» 課題 1
関与の分類に関する次の本文のうち、「1.特定の対象物に対する関与」から「し行動面での複雑性や包括性。」までの部分すべてを、「ブランド」を「商標」に置き換えて更新してください。
········
Park & Mittalも指摘しているように、これら目的対象を異にする各関与概念はその間の関係が一意的に定まらない以上、別個の関与概念として明確に区別される必要がある。また、そのように関与の概念的内容をその目的対象により厳密に規定することで不必要な混乱を防ぐことができ、ヨリ正確かつ精緻な議論の展開が可能となろう。しかしながら、一方で、目的対象の不用意な細分化は却ってそれに対応する概念間の異同を不正確にし、新たな混乱を引き起こしかねないという問題もある。
以上のことから、本研究では、(目的)対象を基準とした関与の類型として、

1.特定の対象物に対する関与:製品クラス、ブランド、店舗、媒体、等の特定の対象物に対して示される関与。
2.特定の課題(タスク)に対する関与:ある購買目標の達成といった特定の課題(タスク)に対して示される関与。
3.特定の行為や処理プロセスに対する関与:情報探索や説得的コミュニケーションにおけるメッセージ内容の理解といったある特定の行為や情報の処理プロセスそれ自体に対して示される関与。

という3つのカテゴリーを設定することにする。

A持続性・状況特定性による関与の分類
関与をその目標対象により直接類型化しようとする上述のような試みに対して、関与をその持続性や状況特定性といった観点から分類・整理しようとする考え方も存在する。
例えば、Houston & Rothschildは、心理学におけるS−O−R型パラダイムとの類比において、関与を、

1.状況的関与(situational involvement):ある特定の状況において引き起こされるであろう行動(の結果)に対する関心。
2.永続的関与(enduring involvement):問題となる対象と個人との間に以前より存在している結びつき。
3.反応関与(response involvement):消費者の購買意思決定過程全体を特徴づける認知的ないし行動面での複雑性や包括性。

という三類型に区分する考え方を提示した。
········
» 課題 2
下の一覧の冒頭から「[[241, 136], [176, 132]]」を含む行までのすべてを、空行を除いて、列名を「番号」と「行」とするMarkdownの表にしてください。画像は表に含めないでください。
········
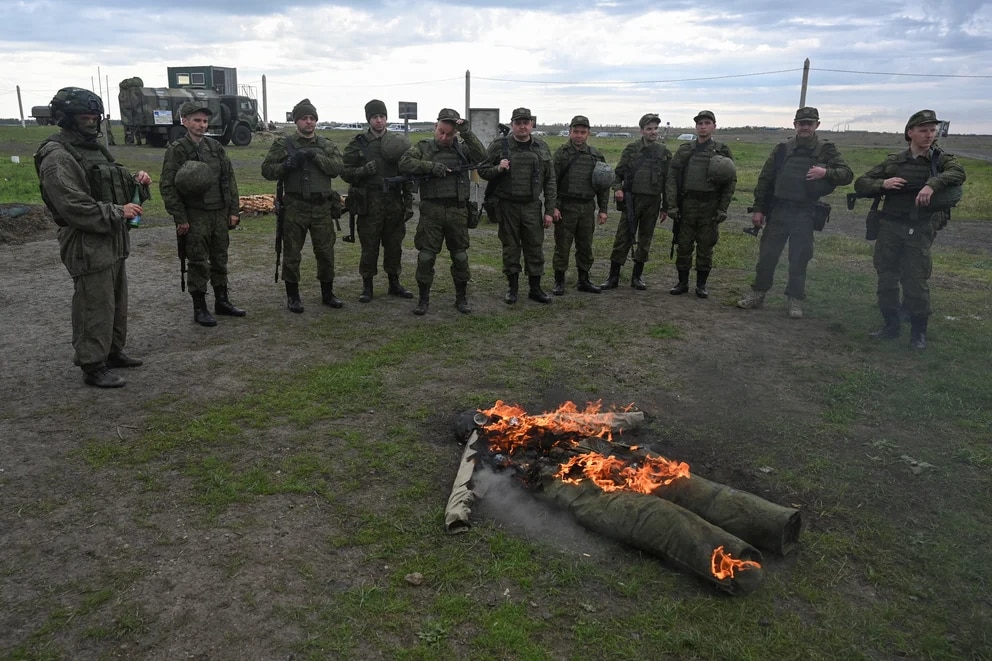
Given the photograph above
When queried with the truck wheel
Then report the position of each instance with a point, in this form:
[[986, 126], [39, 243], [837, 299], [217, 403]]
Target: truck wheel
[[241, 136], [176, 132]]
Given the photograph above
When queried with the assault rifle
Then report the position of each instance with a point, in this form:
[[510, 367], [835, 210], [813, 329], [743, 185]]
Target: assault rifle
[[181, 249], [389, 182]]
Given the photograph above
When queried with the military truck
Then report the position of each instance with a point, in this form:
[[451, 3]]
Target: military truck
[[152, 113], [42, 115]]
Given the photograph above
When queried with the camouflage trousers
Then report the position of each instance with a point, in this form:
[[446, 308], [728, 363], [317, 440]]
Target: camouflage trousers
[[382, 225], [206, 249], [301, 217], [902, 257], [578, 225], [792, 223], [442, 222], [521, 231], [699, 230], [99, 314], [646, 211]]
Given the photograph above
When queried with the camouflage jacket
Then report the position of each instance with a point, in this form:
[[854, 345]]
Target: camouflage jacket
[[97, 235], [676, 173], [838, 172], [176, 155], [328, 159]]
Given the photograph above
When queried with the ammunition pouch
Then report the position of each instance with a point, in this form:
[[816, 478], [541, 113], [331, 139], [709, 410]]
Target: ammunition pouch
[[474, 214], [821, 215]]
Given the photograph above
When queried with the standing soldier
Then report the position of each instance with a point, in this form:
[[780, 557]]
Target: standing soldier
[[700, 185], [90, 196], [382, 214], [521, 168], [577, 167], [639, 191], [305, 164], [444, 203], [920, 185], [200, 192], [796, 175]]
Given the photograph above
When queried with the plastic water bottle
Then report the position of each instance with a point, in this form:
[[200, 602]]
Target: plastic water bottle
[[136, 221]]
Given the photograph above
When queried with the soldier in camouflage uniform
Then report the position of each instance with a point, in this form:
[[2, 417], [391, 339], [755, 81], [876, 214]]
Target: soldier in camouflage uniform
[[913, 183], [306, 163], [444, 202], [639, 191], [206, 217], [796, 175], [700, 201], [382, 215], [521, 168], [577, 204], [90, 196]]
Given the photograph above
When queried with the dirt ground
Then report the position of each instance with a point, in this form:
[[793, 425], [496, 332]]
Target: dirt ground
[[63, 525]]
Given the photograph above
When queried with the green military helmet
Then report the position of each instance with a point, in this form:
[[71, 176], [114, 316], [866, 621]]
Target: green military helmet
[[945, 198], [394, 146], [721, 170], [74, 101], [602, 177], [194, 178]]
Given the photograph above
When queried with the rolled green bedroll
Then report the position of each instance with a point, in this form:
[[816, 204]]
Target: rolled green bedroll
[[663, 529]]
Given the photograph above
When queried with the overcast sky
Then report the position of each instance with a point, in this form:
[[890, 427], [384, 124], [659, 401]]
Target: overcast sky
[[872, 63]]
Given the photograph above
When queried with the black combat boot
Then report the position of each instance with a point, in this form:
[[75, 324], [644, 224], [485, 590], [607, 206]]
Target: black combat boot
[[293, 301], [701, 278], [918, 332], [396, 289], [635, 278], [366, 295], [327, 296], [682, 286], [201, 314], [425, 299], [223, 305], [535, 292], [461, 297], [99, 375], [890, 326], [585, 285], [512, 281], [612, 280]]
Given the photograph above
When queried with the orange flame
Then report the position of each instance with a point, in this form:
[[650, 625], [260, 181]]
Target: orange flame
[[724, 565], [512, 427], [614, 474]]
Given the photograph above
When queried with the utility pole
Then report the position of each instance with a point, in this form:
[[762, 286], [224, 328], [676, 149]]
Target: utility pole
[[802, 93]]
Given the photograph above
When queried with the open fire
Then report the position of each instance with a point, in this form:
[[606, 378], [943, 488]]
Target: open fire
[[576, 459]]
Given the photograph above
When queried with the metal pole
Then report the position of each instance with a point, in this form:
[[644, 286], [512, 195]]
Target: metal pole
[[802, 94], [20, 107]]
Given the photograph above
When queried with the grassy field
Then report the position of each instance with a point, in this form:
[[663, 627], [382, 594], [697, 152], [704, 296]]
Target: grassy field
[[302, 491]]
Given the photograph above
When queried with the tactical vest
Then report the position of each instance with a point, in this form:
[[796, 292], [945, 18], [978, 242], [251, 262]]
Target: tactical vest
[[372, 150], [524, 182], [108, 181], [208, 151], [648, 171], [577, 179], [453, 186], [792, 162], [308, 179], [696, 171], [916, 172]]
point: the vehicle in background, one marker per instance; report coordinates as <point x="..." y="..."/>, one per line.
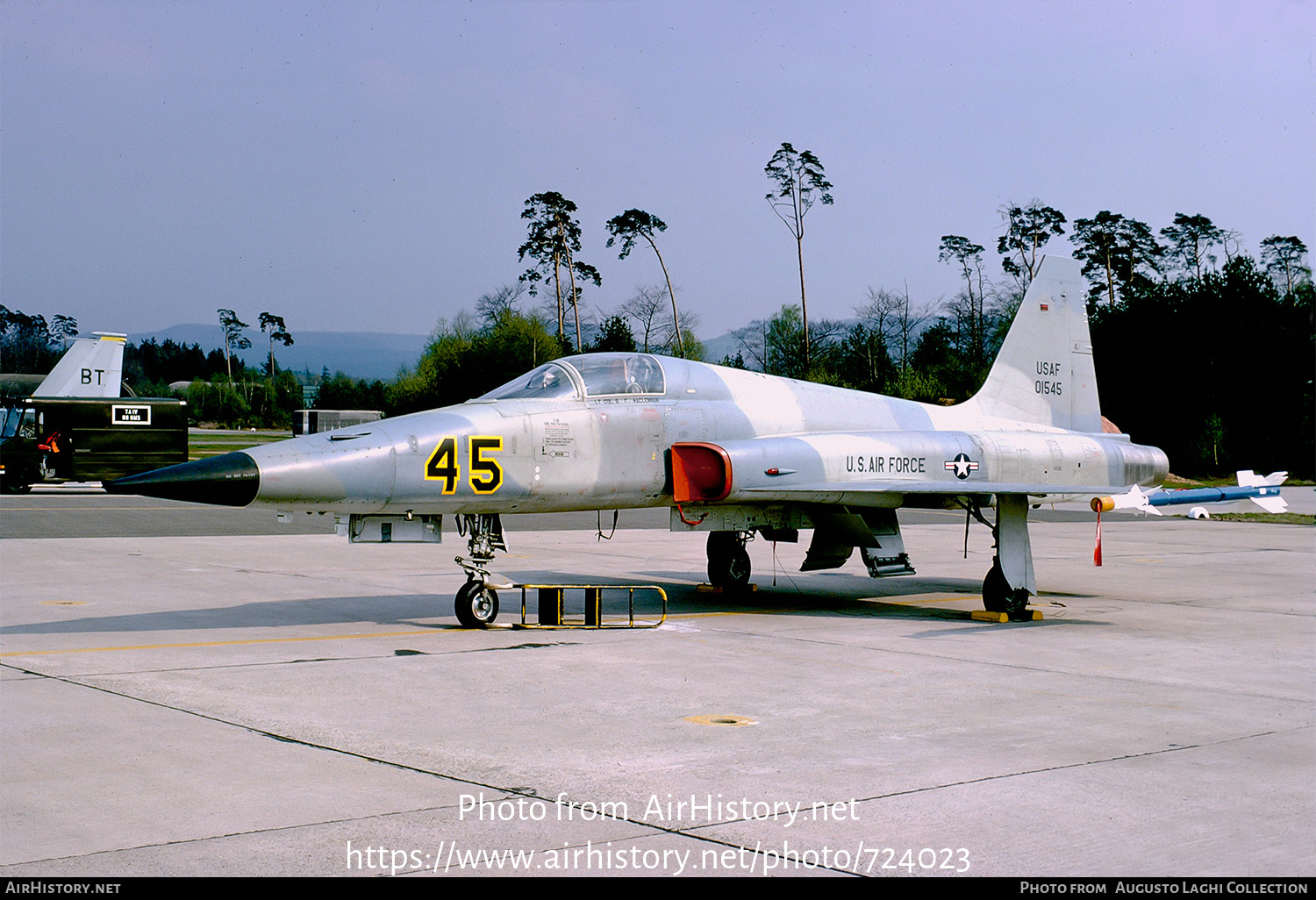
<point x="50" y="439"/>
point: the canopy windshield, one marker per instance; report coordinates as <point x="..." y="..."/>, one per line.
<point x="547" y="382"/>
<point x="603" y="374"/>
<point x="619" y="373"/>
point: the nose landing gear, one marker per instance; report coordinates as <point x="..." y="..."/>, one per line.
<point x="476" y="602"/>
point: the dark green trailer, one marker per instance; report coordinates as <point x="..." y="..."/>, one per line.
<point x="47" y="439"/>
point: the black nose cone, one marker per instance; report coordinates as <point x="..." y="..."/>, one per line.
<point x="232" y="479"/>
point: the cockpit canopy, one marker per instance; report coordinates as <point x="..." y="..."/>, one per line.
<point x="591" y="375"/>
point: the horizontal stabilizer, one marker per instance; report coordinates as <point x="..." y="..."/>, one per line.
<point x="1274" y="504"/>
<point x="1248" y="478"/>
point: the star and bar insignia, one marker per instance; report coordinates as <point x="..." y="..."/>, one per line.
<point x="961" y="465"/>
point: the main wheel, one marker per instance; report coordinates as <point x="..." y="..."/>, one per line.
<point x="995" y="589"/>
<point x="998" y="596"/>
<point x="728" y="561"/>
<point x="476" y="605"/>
········
» 完全な回答 1
1.特定の対象物に対する関与:製品クラス、商標、店舗、媒体、等の特定の対象物に対して示される関与。
2.特定の課題(タスク)に対する関与:ある購買目標の達成といった特定の課題(タスク)に対して示される関与。
3.特定の行為や処理プロセスに対する関与:情報探索や説得的コミュニケーションにおけるメッセージ内容の理解といったある特定の行為や情報の処理プロセスそれ自体に対して示される関与。

という3つのカテゴリーを設定することにする。

A持続性・状況特定性による関与の分類
関与をその目標対象により直接類型化しようとする上述のような試みに対して、関与をその持続性や状況特定性といった観点から分類・整理しようとする考え方も存在する。
例えば、Houston & Rothschildは、心理学におけるS−O−R型パラダイムとの類比において、関与を、

1.状況的関与(situational involvement):ある特定の状況において引き起こされるであろう行動(の結果)に対する関心。
2.永続的関与(enduring involvement):問題となる対象と個人との間に以前より存在している結びつき。
3.反応関与(response involvement):消費者の購買意思決定過程全体を特徴づける認知的ないし行動面での複雑性や包括性。

» 完全な回答 2
| 番号 | 行 |
|---|---|
| 1 | Given the photograph above |
| 2 | When queried with the truck wheel |
| 3 | Then report the position of each instance with a point, in this form: |
| 4 | [[986, 126], [39, 243], [837, 299], [217, 403]] |
| 5 | Target: truck wheel |
| 6 | [[241, 136], [176, 132]] |